Short task: Turn the listing below into a numbered list, leaving out blank lines and the pictures.
____ Data shown
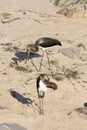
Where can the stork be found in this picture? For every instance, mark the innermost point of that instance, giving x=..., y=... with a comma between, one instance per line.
x=44, y=43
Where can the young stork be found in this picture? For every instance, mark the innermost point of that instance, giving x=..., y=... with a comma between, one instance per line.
x=43, y=83
x=44, y=43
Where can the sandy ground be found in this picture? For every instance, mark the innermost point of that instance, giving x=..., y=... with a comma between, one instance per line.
x=23, y=22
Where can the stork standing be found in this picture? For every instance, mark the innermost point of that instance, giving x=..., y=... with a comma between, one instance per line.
x=44, y=43
x=43, y=83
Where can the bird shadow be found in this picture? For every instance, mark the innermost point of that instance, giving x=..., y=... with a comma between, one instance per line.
x=20, y=98
x=27, y=101
x=20, y=56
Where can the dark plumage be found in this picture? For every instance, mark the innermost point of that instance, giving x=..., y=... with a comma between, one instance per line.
x=43, y=83
x=43, y=43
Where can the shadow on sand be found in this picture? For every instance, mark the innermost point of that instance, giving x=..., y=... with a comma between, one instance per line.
x=20, y=98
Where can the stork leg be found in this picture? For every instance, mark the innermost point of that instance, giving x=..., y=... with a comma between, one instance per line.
x=41, y=60
x=41, y=111
x=27, y=55
x=48, y=59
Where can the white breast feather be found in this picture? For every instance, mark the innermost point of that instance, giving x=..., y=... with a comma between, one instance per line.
x=42, y=87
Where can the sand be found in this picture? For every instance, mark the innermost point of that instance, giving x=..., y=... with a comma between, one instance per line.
x=23, y=22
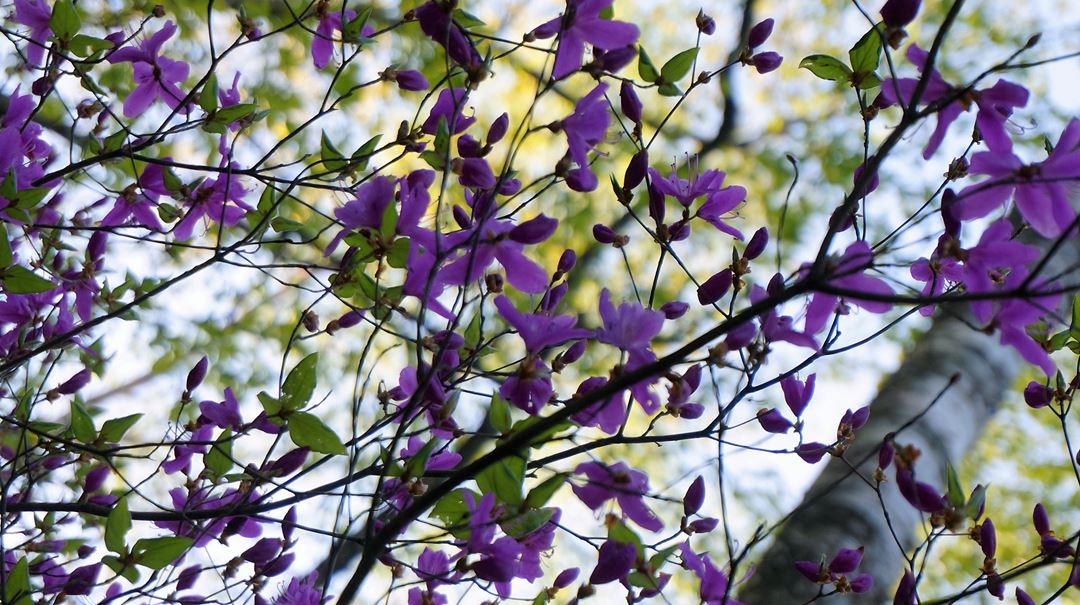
________
Written solution:
1. Where can the stork be found in this picture? For every instance, mark the innermost point of that instance, giving x=..., y=... with a comma between, one instance per line.
2. x=44, y=43
3. Where can the young stork be found in this picture? For every instance, mark the innermost point of that instance, giving x=..., y=... with a comma between, one instance per line.
4. x=43, y=83
5. x=44, y=43
6. Where can the sandy ground be found in this picture? For every instance, mark the innermost point of that instance, giving x=..., y=... with a comma between, one instance per line.
7. x=23, y=22
8. Where can the stork standing be found in this picture? For every instance, mark the innermost point of that instance, giving x=..., y=... with a comma between, one instance per line.
9. x=44, y=43
10. x=43, y=83
11. Where can the bird shadow be found in this picture? For every instance, mark the innermost point of that instance, giving x=..., y=... with a comma between, one instance per line.
12. x=20, y=98
13. x=27, y=101
14. x=20, y=56
15. Where can the dark plumage be found in this picture? For every instance, mark the innermost point of that instance, giving x=..., y=... with a comma between, one instance per line.
16. x=43, y=83
17. x=43, y=43
18. Where can the shadow on sand be found in this picture? For every instance, mark the innermost point of that instance, giving x=..., y=... with a comma between, one instance per line.
19. x=20, y=98
20. Where can the stork leg be found in this picture? For every instance, mark the innermost point of that instance, giving x=..., y=... with a comma between, one instance per line.
21. x=41, y=60
22. x=41, y=111
23. x=27, y=55
24. x=48, y=59
25. Where can the white breast feather be found in this picture? For every instance, mark the innermost point of that instance, giving x=..., y=... with a comma between, one instance per line.
26. x=42, y=87
27. Where can the sand be found in this picture? For every instance, mark the innermost point of that instance, giving x=..., y=... with a comma between, one instance per line.
28. x=23, y=22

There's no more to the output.